Of course, demanding that Microsoft support XHTML in IE is perfectly
reasonable. IE does a really good job, IMHO, of allowing plugins like
MathPlayer support embedded XML languages, except in HTML, not XHTML.
MathPlayer works around this by allowing carefully prepared XHTML+MathML
to work in IE but proper support for XHTML in IE would be better.

Paul Topping
President & CEO

Design Science, Inc.
"How Science Communicates"
Makers of MathType, MathFlow, WebEQ, MathPlayer, Equation Editor,
TeXaide
http://www.dessci.com

> _______________________________________________
> dev-tech-mathml mailing list
> dev-tec...@lists.mozilla.org
> https://lists.mozilla.org/listinfo/dev-tech-mathml
>

Chris Chiasson

unread,
Oct 2, 2006, 2:31:40 PM10/2/06
to
White Lynx wrote:
>All other approaches are closesly
> integrated in some extensible framework with powerful formatting
> mechanism (LaTeX/TeX, ISO-12083/SGML+DSSSL, OfficeMath/WordML).

I don't know how common the knowledge is, but MathML is closely tied
with a certain platform: Mathematica

Wolfram Research (makers of Mathematica) was one of the originators of
MathML. Anyway, present day MathML is strongly related to Mathematica's
internal representation of math, as shown in this short example.

● ● ● ●

WHAT TO DO =>
a – In the MathML thread, which company is named as one of the originators of MathML?
b – Output a word-for-word passage from the MathML thread: begin at the words "Chris Chiasson" and stop after "(LaTeX/TeX, ISO-12083/SGML+DSSSL, OfficeMath/WordML).".

SUPPLIED INFORMATION =>

● ● ● ●

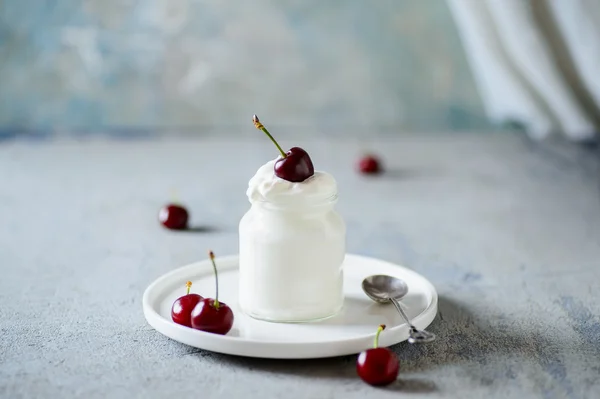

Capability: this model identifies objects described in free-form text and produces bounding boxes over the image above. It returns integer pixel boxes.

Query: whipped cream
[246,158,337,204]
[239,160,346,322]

● ● ● ●

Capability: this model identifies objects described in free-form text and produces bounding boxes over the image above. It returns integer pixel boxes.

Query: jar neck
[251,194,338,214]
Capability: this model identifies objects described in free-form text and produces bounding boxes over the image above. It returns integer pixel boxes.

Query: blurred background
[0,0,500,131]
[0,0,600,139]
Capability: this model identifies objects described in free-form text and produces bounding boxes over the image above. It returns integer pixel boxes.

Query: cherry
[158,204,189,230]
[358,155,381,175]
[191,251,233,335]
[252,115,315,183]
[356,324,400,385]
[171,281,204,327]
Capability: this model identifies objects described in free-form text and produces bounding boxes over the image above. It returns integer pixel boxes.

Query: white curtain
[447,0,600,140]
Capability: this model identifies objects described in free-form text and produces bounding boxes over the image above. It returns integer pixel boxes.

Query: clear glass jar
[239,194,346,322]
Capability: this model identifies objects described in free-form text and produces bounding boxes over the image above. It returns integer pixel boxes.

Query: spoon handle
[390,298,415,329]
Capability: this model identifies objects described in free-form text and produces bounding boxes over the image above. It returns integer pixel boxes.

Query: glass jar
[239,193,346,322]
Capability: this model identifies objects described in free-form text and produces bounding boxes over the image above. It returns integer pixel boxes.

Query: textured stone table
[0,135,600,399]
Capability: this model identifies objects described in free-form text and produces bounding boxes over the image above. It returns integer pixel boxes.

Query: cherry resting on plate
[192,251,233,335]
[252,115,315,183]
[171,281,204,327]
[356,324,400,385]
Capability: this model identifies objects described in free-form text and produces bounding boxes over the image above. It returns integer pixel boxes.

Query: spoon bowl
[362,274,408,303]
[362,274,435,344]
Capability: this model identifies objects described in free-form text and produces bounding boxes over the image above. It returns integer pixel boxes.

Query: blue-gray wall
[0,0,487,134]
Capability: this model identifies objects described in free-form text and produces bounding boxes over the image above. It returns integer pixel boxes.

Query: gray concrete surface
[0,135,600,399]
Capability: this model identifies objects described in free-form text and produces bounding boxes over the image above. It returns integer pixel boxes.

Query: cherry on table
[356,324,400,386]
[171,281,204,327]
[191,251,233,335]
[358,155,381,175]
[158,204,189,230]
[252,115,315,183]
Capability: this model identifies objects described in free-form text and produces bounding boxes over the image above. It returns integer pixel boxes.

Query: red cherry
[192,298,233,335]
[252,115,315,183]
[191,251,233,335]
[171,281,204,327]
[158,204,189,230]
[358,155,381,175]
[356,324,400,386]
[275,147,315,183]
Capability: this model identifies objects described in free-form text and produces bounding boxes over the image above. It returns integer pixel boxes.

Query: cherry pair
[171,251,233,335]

● ● ● ●

RESULTS =>
a – Wolfram Research

b –
Chris Chiasson

unread,
Oct 2, 2006, 2:31:40 PM10/2/06
to
White Lynx wrote:
>All other approaches are closesly
> integrated in some extensible framework with powerful formatting
> mechanism (LaTeX/TeX, ISO-12083/SGML+DSSSL, OfficeMath/WordML).